Required tasks =
1) In the passage on antibiotic resistance, where can a plasmid exist and multiply?
2) Translate this sentence from the passage on antibiotic resistance into Spanish: "Antibiotic resistance can arise in bacteria in our environment and in our bodies."
3) Repeat word for word the part of the passage on antibiotic resistance that starts at "The problem is" and ends at "spread between bacteria.".

Quoted passage =
===
More and more bacteria are becoming resistant to our common antibiotics, and to make matters worse, more and more are becoming resistant to all known antibiotics.

The problem is known as multi-resistance, and is generally described as one of the most significant future threats to public health Antibiotic resistance can arise in bacteria in our environment and in our bodies. Antibiotic resistance can then be transferred to the bacteria that cause human diseases, even if the bacteria are not related to each other.

A large proportion of gene transfer between bacteria takes place with the aid of what are known as conjugative plasmids, a part of the bacterial DNA. A plasmid can only exist and multiply inside a cell, where it uses the cell’s machinery, but can then be transferred to another cell and in that way spread between bacteria.

The research team has studied a group of the known carriers of antibiotic resistance genes: IncP-1 plasmids. Using advanced DNA analysis, the researchers have succeeded in mapping the origin of different IncP-1 plasmids and their mobility between different bacterial species.
===
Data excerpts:
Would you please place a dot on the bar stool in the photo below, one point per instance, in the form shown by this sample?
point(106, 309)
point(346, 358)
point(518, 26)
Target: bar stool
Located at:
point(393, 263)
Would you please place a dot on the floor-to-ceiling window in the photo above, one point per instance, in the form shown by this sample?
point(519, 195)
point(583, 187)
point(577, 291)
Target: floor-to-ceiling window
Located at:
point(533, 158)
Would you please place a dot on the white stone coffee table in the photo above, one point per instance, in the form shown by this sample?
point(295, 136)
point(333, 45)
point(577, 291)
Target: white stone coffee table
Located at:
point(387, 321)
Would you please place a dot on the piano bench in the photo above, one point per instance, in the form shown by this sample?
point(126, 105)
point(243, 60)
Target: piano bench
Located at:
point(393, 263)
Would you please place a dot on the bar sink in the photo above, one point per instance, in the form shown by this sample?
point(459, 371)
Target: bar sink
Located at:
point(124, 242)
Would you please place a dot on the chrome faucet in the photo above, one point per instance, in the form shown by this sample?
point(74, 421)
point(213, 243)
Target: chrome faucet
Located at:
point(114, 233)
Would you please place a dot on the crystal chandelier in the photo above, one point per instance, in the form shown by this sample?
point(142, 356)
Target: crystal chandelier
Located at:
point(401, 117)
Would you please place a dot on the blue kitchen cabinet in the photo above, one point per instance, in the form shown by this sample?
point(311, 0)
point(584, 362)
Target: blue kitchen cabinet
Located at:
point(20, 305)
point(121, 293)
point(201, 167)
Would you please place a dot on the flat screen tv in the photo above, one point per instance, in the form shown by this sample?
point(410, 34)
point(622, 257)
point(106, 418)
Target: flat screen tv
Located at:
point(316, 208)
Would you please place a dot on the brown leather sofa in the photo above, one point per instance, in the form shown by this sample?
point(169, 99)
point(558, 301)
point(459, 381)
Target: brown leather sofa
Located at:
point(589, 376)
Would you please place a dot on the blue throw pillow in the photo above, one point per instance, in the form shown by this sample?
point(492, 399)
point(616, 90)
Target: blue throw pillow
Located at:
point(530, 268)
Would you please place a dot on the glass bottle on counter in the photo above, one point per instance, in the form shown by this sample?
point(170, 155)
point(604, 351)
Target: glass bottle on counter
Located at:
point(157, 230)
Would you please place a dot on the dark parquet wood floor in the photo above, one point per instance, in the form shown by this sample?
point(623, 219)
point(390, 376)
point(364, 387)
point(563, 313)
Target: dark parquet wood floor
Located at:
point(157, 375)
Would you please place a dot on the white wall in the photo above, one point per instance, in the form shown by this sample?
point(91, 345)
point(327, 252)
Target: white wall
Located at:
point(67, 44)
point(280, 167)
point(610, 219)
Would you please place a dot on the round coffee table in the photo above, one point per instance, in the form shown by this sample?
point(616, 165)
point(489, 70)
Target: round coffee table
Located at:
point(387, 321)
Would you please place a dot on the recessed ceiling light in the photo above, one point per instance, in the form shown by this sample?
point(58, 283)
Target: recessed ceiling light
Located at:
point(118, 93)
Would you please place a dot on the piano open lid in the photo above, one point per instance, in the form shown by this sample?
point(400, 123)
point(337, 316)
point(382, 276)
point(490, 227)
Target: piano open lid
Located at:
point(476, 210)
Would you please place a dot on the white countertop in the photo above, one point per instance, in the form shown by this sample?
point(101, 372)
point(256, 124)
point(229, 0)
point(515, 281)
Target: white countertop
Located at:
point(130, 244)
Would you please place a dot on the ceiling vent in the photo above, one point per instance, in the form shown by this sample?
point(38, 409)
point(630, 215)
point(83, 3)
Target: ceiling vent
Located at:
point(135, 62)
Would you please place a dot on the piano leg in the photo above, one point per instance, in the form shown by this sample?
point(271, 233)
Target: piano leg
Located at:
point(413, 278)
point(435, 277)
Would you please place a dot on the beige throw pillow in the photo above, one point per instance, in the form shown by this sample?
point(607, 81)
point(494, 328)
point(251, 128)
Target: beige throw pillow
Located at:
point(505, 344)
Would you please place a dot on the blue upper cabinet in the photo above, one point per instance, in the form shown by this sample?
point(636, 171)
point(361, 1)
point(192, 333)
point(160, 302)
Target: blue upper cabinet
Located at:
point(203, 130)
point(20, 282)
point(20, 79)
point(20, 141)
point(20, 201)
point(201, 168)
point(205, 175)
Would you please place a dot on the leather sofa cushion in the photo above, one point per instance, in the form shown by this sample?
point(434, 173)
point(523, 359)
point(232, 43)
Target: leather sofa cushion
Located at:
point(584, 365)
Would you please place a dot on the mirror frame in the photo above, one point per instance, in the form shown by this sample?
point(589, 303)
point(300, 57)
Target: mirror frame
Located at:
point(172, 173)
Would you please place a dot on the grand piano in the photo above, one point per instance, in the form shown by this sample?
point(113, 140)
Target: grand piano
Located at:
===
Answers to this exercise =
1) Only inside a cell.

2) La resistencia a los antibióticos puede surgir en bacterias de nuestro entorno y de nuestro cuerpo.

3)
The problem is known as multi-resistance, and is generally described as one of the most significant future threats to public health Antibiotic resistance can arise in bacteria in our environment and in our bodies. Antibiotic resistance can then be transferred to the bacteria that cause human diseases, even if the bacteria are not related to each other.

A large proportion of gene transfer between bacteria takes place with the aid of what are known as conjugative plasmids, a part of the bacterial DNA. A plasmid can only exist and multiply inside a cell, where it uses the cell’s machinery, but can then be transferred to another cell and in that way spread between bacteria.